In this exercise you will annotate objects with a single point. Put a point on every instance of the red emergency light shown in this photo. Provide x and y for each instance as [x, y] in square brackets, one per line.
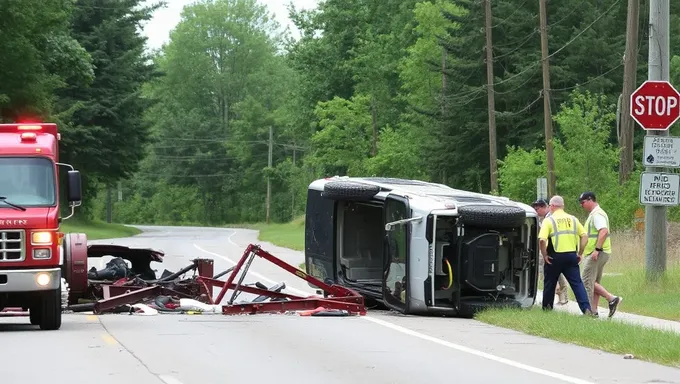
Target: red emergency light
[28, 136]
[32, 127]
[29, 131]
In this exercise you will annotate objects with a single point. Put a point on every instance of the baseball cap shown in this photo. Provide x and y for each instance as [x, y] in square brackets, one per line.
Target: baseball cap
[587, 195]
[539, 203]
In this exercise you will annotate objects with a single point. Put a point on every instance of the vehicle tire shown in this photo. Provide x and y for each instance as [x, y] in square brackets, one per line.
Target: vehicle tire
[349, 190]
[50, 311]
[492, 216]
[34, 313]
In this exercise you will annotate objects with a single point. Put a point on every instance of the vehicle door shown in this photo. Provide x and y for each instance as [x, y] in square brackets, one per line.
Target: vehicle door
[395, 263]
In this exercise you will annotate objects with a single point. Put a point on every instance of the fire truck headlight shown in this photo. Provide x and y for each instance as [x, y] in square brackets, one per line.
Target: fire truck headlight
[42, 254]
[42, 279]
[42, 238]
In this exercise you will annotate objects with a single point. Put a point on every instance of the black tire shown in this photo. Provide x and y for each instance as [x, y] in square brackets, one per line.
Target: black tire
[349, 190]
[50, 311]
[34, 313]
[492, 216]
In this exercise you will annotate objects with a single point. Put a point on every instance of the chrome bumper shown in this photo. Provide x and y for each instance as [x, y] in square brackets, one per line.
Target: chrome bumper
[27, 280]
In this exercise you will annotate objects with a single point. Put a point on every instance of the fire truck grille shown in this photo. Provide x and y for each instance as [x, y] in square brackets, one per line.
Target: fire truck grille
[12, 245]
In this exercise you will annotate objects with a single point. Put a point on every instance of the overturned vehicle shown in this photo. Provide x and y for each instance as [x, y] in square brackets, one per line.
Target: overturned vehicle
[421, 248]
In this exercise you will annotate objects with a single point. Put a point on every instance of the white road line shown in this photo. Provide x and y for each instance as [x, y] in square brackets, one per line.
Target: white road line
[475, 352]
[167, 379]
[422, 336]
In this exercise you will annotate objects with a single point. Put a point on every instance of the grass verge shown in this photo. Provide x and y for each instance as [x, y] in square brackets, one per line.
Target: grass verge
[643, 343]
[288, 235]
[98, 229]
[624, 275]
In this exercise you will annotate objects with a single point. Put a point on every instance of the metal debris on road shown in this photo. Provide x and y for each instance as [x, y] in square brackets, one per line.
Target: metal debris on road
[134, 289]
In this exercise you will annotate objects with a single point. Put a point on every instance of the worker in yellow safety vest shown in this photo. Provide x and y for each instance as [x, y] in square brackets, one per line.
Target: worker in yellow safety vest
[597, 252]
[568, 239]
[541, 208]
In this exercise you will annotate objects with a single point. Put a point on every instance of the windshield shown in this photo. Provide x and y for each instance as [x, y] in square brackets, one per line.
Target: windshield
[27, 181]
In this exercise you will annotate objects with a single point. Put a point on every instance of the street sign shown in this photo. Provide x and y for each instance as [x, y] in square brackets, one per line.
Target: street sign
[541, 188]
[660, 189]
[655, 105]
[662, 151]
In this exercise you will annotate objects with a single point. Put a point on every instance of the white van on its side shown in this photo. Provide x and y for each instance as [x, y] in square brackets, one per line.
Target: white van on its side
[419, 247]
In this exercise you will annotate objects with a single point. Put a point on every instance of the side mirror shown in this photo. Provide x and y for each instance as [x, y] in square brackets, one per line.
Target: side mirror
[74, 193]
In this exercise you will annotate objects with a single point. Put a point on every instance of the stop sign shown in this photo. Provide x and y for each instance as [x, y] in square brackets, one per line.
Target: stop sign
[655, 105]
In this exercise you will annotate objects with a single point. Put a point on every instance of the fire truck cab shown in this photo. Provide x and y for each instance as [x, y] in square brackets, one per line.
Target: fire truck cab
[31, 259]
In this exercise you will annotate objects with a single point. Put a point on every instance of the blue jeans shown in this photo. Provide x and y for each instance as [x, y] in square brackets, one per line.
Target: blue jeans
[565, 263]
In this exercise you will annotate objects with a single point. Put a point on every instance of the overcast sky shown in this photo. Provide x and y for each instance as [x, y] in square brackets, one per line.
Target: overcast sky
[165, 19]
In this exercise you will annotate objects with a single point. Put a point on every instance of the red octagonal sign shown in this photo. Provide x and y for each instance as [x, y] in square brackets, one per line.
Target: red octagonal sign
[655, 105]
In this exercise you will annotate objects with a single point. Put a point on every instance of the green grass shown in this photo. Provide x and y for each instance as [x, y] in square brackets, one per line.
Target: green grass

» Directions for this task: A complete answer lists every line of the listing above that holds the word "green".

» Expected answer:
In this exercise you will annotate objects with a single point. Put a point on every instance of the green grass shown in this photo. Provide x and y for each instance as [x, y] in square brackets, one per line.
Target: green grass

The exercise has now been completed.